### REQUIREMENT:
Rewrite the items from the first line up to and including the line with "M 161 78 L 181", changing "evenodd" to "nonzero" and keeping everything else the same.

#### MATERIAL PROVIDED ####

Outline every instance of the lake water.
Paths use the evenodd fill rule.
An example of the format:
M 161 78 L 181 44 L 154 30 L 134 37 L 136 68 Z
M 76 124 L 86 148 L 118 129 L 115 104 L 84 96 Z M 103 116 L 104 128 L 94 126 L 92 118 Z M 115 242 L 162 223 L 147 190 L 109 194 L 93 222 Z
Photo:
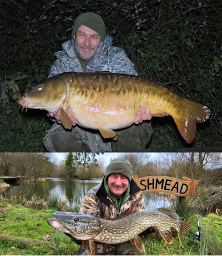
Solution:
M 75 180 L 46 178 L 35 183 L 20 183 L 11 186 L 4 193 L 11 195 L 25 195 L 29 200 L 34 194 L 41 198 L 46 195 L 62 198 L 67 201 L 67 205 L 73 209 L 78 208 L 82 202 L 83 196 L 101 180 Z M 146 193 L 143 195 L 147 210 L 159 207 L 170 208 L 171 203 L 167 197 L 155 194 Z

####

### PROBLEM SOLUTION:
Outline every instance of the lake water.
Paths use the nonzero fill rule.
An example of the format:
M 161 78 L 181 44 L 154 30 L 134 37 L 136 68 Z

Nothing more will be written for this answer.